** Opening Document text block **

Polynomial Kernel (Degree 3)
The polynomial kernel with degree 3 showed mixed results. At C = 0.1, it performed the worst across all models with an accuracy of 0.56 and F1-score of 0.55. However, as C increased, its performance improved significantly. At C = 1, it reached an accuracy of 0.73, and at C = 10, it tied with the best linear model with an accuracy and F1-score of 0.80. This indicates that higher capacity polynomial models can be effective with the right regularization.

** Closing Document text block **
** Opening Records block **

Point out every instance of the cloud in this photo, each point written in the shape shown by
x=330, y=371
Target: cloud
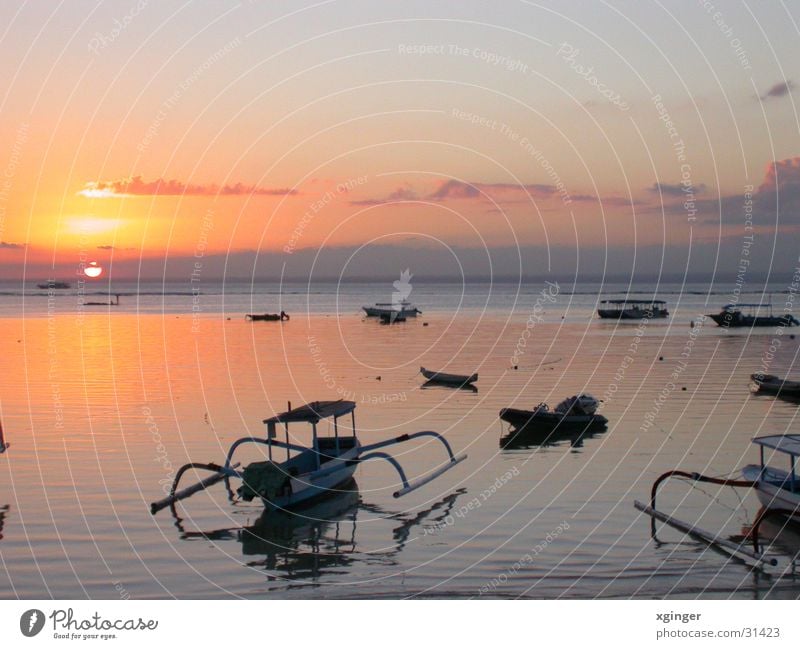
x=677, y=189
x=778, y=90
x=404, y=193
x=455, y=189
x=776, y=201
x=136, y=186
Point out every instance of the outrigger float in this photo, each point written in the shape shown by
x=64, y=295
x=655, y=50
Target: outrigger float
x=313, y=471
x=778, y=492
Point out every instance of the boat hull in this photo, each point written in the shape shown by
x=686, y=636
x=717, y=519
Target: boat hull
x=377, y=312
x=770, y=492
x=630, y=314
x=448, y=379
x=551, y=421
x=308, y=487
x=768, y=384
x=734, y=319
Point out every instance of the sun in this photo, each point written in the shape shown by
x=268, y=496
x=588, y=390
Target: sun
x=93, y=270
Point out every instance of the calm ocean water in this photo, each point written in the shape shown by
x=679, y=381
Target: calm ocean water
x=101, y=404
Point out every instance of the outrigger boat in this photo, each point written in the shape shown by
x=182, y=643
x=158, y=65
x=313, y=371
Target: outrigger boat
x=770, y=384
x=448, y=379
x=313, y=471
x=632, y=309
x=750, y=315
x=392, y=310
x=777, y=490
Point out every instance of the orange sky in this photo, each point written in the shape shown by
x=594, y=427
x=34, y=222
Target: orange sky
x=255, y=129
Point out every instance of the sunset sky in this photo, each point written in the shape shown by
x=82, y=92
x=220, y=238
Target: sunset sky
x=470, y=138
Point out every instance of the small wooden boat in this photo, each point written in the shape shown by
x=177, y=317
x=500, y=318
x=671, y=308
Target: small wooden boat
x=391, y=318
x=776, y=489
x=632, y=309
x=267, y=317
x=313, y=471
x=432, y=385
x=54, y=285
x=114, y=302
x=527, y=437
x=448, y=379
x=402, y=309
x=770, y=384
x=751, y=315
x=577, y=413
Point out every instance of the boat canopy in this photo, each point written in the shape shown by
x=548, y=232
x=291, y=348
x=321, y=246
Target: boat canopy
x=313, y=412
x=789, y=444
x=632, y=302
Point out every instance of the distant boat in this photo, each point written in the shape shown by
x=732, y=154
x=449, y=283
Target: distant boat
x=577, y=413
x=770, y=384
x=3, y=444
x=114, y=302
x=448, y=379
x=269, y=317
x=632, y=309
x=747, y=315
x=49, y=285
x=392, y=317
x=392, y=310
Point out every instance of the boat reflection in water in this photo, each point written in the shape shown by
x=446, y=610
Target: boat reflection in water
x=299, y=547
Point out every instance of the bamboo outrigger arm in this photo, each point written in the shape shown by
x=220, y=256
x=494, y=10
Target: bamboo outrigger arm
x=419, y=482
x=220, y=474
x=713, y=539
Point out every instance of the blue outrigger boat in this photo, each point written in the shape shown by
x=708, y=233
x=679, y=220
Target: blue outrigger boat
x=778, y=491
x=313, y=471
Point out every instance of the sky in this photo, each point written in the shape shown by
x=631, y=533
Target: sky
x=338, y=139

** Closing Records block **

### Directions
1 > Answer these about the polynomial kernel passage:
(a) What accuracy did the model get at C = 0.1?
(b) What accuracy did it reach at C = 1?
(c) At C = 10, which model did it tie with?
2 > Carry on the passage about the degree 3 polynomial kernel from its last sentence.
The items have nothing to do with the passage on the degree 3 polynomial kernel.

### Task responses
1 >
(a) 0.56
(b) 0.73
(c) The best linear model

2 >
Conclusion
The best performing model overall is the SVM with either a linear kernel or a polynomial kernel (degree 3) and C = 10, both achieving an accuracy of 80%. However, between the two, the linear kernel model is preferred due to its simpler structure, which generally leads to faster training, better interpretability, and lower risk of overfitting compared to higher-degree polynomial kernels.